Goal of the exercise
Please output exactly the lines that run from the line with "Put a point on the dark" through the final line of the data, inclusive, and nothing more.
§
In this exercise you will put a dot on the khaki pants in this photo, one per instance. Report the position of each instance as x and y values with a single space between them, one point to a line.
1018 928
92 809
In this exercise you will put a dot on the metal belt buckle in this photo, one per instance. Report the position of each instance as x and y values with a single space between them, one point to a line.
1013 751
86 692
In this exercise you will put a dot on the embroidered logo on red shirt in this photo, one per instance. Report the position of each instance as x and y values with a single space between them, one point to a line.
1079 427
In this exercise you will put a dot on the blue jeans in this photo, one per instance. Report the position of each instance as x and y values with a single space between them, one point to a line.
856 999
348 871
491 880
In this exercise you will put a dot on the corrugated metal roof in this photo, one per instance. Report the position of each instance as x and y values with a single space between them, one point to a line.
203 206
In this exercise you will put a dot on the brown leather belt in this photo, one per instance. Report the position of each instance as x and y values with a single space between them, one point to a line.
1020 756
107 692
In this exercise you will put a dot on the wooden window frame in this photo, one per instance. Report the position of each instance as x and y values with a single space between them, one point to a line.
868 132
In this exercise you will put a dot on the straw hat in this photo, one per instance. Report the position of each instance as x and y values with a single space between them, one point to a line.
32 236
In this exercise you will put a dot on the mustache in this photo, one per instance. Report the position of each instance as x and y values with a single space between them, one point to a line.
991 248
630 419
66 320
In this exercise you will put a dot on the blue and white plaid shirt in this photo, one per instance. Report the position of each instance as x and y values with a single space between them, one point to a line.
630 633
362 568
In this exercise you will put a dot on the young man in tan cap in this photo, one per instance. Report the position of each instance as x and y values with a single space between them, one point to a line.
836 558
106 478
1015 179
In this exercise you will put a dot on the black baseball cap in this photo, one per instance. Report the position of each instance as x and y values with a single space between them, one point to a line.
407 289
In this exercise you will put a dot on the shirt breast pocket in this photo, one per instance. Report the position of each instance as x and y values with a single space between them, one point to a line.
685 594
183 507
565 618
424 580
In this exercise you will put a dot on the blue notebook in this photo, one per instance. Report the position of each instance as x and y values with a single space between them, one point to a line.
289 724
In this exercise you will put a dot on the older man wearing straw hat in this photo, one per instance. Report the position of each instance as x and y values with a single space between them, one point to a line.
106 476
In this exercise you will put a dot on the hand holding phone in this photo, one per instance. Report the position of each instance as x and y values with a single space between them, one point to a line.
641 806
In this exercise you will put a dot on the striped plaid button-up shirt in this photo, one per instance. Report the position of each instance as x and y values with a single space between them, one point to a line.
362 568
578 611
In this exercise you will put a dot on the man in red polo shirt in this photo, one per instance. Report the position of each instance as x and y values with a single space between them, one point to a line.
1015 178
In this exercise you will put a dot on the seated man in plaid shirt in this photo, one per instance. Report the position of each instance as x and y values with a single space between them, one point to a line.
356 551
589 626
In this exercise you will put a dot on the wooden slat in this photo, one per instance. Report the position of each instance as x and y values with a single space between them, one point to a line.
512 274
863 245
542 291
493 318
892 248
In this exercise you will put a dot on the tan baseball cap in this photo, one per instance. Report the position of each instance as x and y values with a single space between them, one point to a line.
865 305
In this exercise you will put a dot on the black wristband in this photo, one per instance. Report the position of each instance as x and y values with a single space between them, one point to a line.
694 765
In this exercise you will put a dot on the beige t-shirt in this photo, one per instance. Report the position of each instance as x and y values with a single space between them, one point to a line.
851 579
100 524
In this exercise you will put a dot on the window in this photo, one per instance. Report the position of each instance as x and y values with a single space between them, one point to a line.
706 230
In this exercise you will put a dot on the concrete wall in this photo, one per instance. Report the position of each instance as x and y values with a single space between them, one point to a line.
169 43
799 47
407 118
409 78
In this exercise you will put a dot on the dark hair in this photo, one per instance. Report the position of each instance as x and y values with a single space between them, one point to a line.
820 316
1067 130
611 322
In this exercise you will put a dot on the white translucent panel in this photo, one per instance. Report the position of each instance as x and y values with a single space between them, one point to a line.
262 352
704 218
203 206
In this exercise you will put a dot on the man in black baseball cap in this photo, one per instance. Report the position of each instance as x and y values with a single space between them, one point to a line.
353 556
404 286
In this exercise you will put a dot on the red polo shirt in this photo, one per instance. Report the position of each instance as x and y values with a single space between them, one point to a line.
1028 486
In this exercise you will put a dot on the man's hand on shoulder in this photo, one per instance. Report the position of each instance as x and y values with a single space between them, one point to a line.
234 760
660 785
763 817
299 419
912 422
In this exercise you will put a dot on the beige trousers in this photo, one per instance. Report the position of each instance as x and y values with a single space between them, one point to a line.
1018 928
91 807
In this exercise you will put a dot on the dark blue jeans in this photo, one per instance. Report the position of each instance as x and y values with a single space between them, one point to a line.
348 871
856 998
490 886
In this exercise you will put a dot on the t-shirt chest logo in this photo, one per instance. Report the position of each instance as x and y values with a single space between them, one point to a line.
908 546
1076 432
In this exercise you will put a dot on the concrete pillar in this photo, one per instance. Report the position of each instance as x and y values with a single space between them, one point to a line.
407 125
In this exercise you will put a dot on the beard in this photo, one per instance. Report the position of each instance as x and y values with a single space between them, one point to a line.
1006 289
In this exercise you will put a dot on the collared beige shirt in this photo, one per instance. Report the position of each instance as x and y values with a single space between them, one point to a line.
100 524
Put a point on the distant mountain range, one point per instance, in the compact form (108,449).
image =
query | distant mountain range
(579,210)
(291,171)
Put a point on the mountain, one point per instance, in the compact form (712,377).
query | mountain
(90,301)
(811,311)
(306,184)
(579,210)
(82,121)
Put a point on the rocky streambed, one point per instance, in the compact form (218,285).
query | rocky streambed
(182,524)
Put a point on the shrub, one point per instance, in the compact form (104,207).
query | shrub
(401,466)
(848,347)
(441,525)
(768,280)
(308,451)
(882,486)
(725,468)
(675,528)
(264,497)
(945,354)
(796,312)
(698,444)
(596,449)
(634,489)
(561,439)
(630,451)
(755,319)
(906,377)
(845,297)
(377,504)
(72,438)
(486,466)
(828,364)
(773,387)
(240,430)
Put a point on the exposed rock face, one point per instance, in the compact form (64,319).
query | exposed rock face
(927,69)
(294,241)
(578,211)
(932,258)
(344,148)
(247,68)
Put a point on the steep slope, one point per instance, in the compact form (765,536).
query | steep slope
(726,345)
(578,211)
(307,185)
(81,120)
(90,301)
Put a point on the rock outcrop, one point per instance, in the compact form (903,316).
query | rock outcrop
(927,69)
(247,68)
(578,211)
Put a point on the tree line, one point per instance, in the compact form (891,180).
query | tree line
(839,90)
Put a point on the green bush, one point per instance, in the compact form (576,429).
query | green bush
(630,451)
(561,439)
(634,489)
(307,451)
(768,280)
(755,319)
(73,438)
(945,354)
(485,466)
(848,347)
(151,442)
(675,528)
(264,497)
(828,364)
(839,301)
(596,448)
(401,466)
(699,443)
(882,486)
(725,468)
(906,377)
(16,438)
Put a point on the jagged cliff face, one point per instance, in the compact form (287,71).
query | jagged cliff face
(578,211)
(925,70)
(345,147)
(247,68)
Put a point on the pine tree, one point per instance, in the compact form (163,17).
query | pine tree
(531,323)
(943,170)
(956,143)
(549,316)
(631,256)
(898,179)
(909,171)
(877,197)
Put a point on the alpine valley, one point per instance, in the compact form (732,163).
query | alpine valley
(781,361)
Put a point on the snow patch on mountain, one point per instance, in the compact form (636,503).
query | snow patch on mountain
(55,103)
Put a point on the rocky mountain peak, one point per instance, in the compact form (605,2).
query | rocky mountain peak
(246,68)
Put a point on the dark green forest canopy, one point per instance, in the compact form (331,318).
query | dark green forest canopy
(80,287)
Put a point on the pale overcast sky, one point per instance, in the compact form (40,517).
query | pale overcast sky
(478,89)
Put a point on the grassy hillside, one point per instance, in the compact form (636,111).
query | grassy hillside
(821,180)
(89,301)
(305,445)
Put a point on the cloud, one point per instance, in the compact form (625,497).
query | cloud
§
Reply
Put a point on the dark green forest canopy, one point per instance, in the compact form (331,318).
query | dark green forest canopy
(80,287)
Put a point on the pale overcast sky, one point per instance, in the compact form (40,517).
query | pale overcast sky
(478,89)
Put a point on the grassy hillside, one point per instance, in the compact form (636,111).
query | grassy hillside
(821,180)
(89,301)
(305,445)
Put a point on the cloud, one point per instance, in the compact form (625,497).
query | cloud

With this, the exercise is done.